## TEXT SEGMENT
Two Women Sentenced in Multi-Million-Dollar Medicare Fraud Scheme

DOJ Press

BOSTON – A Colorado woman and a Houston woman were sentenced today in federal court in Boston for their roles in a multi-million-dollar Medicare fraud scheme.

Jessica Jones, 32, of Lakewood Colo., and Elizabeth Putulin, 31, of Houston, Texas were each sentenced by U.S. District Court Senior Judge George A. O’Toole, Jr. to three years of supervised release, the first year to be served in home detention. Judge O’Toole, Jr. also ordered Jones to pay restitution in the amount of $8.6 million and ordered Putulin to pay restitution in the amount of $20.7 million. Jones and Putulin are also barred from engaging in an occupation business in the health care industry. On Jan. 20, 2021, Jones and Putulin each pleaded guilty to one count of conspiracy to commit health care fraud.

Jones and Putulin conspired with Juan Camilo Perez Buitrago to submit more than $107.6 million in false and fraudulent claims for durable medical equipment (DME) such as arm, back, knee and shoulder braces. Jones and Putulin helped Perez manufacture and submit false and fraudulent Medicare claims by establishing shell companies in more than a dozen different states, including Massachusetts. At Perez’s request, Jones and Putulin purchased Medicare patient data from foreign and domestic call centers that targeted elderly patients and instructed call centers to contact the Medicare beneficiaries with an offer of ankle, arm, back, knee and/or shoulder braces “at little to no cost.”  Perez then submitted Medicare claims for those patients without obtaining a prescriber’s order to ensure that the braces were medically necessary. Jones and Putulin further facilitated the fraud by answering frequent phone calls from Medicare patients who received DME that they did not request, want or need. Additionally, Jones and Putulin responded to insurance companies’ requests for prescriber’s orders and medical records, which they were unable to provide.

## ACTION ITEM
Please answer these questions from the press release on the Medicare fraud sentencing:
1. In which city's federal court were the two women sentenced?
2. How much restitution was Putulin ordered to pay?
3. What total value of false and fraudulent claims did Jones, Putulin and Perez conspire to submit?

## RECORD EXTRACTS
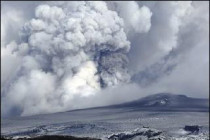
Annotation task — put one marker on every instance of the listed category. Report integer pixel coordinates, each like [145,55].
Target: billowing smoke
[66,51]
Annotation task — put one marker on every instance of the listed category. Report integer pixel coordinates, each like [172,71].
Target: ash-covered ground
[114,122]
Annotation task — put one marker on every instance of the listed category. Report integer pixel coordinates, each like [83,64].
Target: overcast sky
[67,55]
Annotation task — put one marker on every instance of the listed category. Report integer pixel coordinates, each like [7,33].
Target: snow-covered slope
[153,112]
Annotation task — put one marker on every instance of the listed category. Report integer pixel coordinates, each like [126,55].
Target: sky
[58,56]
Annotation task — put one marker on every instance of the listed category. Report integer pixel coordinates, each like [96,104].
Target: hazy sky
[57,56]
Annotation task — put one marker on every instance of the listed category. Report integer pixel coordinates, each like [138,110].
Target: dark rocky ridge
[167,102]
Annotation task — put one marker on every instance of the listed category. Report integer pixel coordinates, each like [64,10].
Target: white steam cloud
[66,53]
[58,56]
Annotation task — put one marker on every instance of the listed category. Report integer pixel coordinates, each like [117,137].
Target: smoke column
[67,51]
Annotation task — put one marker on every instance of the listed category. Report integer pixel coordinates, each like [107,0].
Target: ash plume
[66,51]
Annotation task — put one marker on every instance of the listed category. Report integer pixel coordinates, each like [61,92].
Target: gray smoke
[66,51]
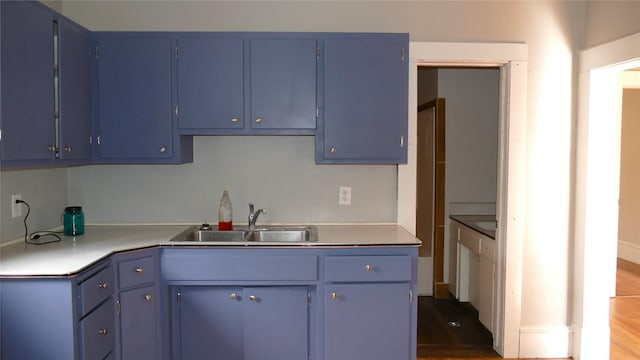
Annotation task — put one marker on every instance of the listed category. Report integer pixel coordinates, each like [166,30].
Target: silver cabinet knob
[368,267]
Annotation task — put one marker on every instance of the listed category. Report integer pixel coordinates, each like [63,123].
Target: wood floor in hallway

...

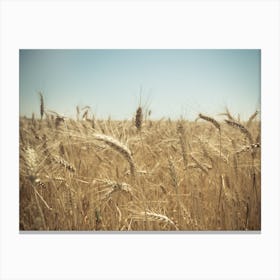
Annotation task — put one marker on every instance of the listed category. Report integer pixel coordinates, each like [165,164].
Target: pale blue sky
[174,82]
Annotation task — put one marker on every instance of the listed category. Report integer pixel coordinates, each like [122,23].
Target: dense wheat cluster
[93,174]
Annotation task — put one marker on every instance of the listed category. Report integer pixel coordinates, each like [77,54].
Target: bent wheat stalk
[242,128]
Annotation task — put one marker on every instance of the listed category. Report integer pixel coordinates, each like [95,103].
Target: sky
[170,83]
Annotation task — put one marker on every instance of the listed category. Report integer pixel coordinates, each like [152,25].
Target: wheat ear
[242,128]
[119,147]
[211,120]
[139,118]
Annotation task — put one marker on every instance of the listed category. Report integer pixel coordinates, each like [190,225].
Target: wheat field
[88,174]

## ANSWER FOR THE TASK
1. Boston
2. $20.7 million
3. More than $107.6 million